[Supplied material]
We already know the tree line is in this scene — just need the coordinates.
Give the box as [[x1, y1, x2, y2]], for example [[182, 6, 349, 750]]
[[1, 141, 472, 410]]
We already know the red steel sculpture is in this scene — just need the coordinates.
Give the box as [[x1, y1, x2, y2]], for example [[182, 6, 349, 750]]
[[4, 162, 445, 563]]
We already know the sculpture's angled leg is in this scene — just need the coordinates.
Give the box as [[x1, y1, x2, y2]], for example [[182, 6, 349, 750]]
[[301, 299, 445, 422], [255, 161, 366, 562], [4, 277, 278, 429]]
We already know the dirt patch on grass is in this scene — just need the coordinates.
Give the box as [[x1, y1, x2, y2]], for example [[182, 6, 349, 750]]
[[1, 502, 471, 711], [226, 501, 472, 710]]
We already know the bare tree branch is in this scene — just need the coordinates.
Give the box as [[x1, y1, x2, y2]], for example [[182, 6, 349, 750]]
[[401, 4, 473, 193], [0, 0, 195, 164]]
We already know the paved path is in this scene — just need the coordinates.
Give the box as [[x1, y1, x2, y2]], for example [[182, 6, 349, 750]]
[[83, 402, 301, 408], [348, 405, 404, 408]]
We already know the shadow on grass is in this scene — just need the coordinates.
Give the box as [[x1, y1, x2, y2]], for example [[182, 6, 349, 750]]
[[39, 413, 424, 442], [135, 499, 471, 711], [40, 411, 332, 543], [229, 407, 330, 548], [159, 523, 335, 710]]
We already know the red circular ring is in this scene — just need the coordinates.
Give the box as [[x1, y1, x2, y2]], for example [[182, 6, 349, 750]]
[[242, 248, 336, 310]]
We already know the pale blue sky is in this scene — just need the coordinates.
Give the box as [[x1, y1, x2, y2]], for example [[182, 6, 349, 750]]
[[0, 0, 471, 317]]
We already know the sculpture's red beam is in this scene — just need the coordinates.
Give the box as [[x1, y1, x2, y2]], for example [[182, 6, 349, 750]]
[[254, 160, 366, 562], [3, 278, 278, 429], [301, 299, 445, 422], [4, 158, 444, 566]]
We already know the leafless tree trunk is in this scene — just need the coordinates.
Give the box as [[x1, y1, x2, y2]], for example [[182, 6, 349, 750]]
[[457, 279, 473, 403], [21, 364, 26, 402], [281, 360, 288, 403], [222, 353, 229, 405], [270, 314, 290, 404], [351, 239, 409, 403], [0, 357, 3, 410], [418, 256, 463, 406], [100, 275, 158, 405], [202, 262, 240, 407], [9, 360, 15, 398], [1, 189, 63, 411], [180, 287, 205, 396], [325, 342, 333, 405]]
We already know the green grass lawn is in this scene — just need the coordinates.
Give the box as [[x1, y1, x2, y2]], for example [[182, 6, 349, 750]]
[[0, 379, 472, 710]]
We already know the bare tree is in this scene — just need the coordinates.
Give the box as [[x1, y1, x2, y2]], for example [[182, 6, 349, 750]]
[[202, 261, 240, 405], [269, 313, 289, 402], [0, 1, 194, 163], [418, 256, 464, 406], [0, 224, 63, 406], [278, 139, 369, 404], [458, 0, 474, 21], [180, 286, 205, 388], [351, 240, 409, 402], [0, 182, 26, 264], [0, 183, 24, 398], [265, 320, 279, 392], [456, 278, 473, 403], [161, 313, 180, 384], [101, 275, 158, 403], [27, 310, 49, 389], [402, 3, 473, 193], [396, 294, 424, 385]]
[/Supplied material]
◆ **What is required**
All of the entries must be written out exactly as they stand.

◆ **Answer for the task**
We already know the tree line is in this scene — just need the coordinates.
Give the box as [[x1, y1, x2, y2]], for example [[182, 6, 349, 750]]
[[1, 141, 472, 410]]
We already know the red steel sculpture is in this scene — just need the coordinates.
Give the box as [[x1, y1, x2, y2]], for example [[182, 6, 349, 750]]
[[4, 162, 445, 563]]
We already know the sculpture's angled leg is in this scene — just need the coordinates.
Give the box as [[x1, y1, x2, y2]], for example [[182, 6, 349, 750]]
[[301, 299, 445, 422], [255, 161, 366, 562], [4, 277, 278, 429]]
We already know the dirt patch on grass is in this scene — just need the coordinates.
Give the box as [[x1, y1, x2, y2]], for example [[182, 6, 349, 750]]
[[1, 502, 471, 711], [226, 501, 472, 710]]
We already know the bare tree branch is in this scene — just need the coordinates.
Give the box as [[x1, y1, x2, y2]], for example [[182, 6, 349, 750]]
[[401, 4, 473, 193], [0, 0, 195, 164]]
We already know the paved path is in this scene — just need the coordinates.
Give the box as [[x1, y1, x2, y2]], for example [[182, 6, 349, 750]]
[[83, 402, 301, 408], [348, 405, 404, 408]]
We already know the shadow on grass is in this scene — just need the coordinates.
Give the box as [[x1, y1, x2, y2]], for example [[182, 6, 349, 750]]
[[39, 413, 424, 442], [135, 499, 471, 711], [40, 411, 332, 543], [229, 407, 330, 548], [159, 523, 335, 710]]
We already know the red circular ring is in this scene — just need the coordinates.
Give the box as [[x1, y1, x2, y2]], for example [[182, 6, 349, 750]]
[[242, 248, 336, 310]]
We already know the pale blue sky is in this scene — just need the coordinates.
Give the box as [[x1, y1, x2, y2]], for example [[182, 6, 349, 750]]
[[0, 0, 471, 317]]
We already know the sculpture's red beam is in this scene — just need the coordinates.
Give the box as [[x1, y1, x2, y2]], for example [[182, 6, 349, 750]]
[[254, 160, 366, 562], [3, 278, 278, 429], [301, 299, 445, 422], [4, 158, 444, 566]]
We already know the leafless tree trunk is in this scene — just need the coordinates.
Give the box as [[x1, y1, x2, y2]], for example [[182, 6, 349, 750]]
[[457, 279, 473, 403], [21, 364, 26, 402], [281, 360, 288, 403], [222, 353, 229, 405], [270, 314, 290, 404], [351, 239, 409, 403], [0, 357, 3, 410], [418, 256, 463, 406], [100, 275, 158, 405], [202, 262, 240, 407], [9, 360, 15, 398], [1, 189, 63, 411], [180, 287, 205, 396], [325, 342, 333, 405]]
We already know the green grass lawn is in this scene — just need the coordinates.
Give the box as [[x1, y1, x2, y2]], for example [[182, 6, 349, 750]]
[[0, 379, 472, 710]]
We already know the bare tree is in this scene — just need the coordinates.
Give the box as [[x1, y1, x2, y2]], for example [[182, 6, 349, 750]]
[[202, 261, 240, 405], [269, 313, 289, 402], [0, 1, 194, 163], [418, 256, 464, 406], [0, 224, 63, 406], [278, 139, 369, 404], [458, 0, 474, 21], [180, 286, 205, 388], [351, 240, 409, 402], [0, 182, 26, 264], [0, 183, 24, 398], [265, 320, 279, 392], [456, 278, 473, 403], [161, 313, 180, 384], [101, 275, 158, 403], [27, 310, 49, 389], [402, 3, 473, 193], [396, 294, 424, 385]]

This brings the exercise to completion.